## EXERCISE INSTRUCTIONS
In the data below, the answer is the run of lines from the line containing "Target: white garage door" through the line containing "Target: house window", both included; print it exactly and nothing else.

-----

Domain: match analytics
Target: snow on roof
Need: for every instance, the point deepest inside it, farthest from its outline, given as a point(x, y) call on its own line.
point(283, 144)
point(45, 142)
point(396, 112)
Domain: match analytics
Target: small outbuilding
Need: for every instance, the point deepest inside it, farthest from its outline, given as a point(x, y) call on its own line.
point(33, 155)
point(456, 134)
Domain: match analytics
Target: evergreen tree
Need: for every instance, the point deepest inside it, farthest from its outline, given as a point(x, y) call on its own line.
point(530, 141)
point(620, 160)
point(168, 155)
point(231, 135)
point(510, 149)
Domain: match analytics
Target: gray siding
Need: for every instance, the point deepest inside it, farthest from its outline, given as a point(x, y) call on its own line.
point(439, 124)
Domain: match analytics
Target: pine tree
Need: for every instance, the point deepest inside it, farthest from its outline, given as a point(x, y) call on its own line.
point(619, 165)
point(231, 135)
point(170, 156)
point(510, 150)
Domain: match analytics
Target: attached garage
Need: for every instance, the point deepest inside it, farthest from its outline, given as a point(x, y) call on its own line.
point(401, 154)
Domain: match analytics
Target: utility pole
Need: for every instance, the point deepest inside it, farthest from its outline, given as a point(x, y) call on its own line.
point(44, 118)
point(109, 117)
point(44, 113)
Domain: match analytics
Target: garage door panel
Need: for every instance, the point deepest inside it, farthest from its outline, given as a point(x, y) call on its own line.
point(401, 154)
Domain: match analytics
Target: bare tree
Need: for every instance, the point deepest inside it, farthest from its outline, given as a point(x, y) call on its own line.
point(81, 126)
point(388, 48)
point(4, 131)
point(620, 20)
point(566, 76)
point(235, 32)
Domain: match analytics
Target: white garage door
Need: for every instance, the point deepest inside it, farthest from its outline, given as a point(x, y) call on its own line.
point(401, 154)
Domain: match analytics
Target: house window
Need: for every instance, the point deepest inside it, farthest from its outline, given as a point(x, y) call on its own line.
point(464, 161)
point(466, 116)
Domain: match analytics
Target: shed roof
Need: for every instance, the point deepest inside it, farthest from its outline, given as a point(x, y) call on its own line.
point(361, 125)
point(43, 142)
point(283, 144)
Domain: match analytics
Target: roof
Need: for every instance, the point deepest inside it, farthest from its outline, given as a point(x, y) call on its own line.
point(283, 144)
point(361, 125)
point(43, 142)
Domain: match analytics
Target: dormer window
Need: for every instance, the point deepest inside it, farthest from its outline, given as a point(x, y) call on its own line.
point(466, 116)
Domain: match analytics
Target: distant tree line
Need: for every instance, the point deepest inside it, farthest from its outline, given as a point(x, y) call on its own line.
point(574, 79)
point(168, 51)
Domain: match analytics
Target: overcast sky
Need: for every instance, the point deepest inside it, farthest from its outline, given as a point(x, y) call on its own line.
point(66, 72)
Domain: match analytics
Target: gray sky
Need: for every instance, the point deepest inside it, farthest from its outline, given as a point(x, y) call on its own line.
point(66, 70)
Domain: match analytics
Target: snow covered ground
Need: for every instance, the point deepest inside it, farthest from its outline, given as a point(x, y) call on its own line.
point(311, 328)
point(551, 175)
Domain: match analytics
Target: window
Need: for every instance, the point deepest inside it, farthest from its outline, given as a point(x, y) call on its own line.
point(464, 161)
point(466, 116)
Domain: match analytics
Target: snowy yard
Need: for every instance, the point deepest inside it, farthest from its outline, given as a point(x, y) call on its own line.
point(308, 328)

-----

## YOUR RESPONSE
Target: white garage door
Need: for every instance, the point deepest inside it, farthest from its outline, given as a point(x, y) call on its own line.
point(401, 154)
Domain: match analytics
Target: house window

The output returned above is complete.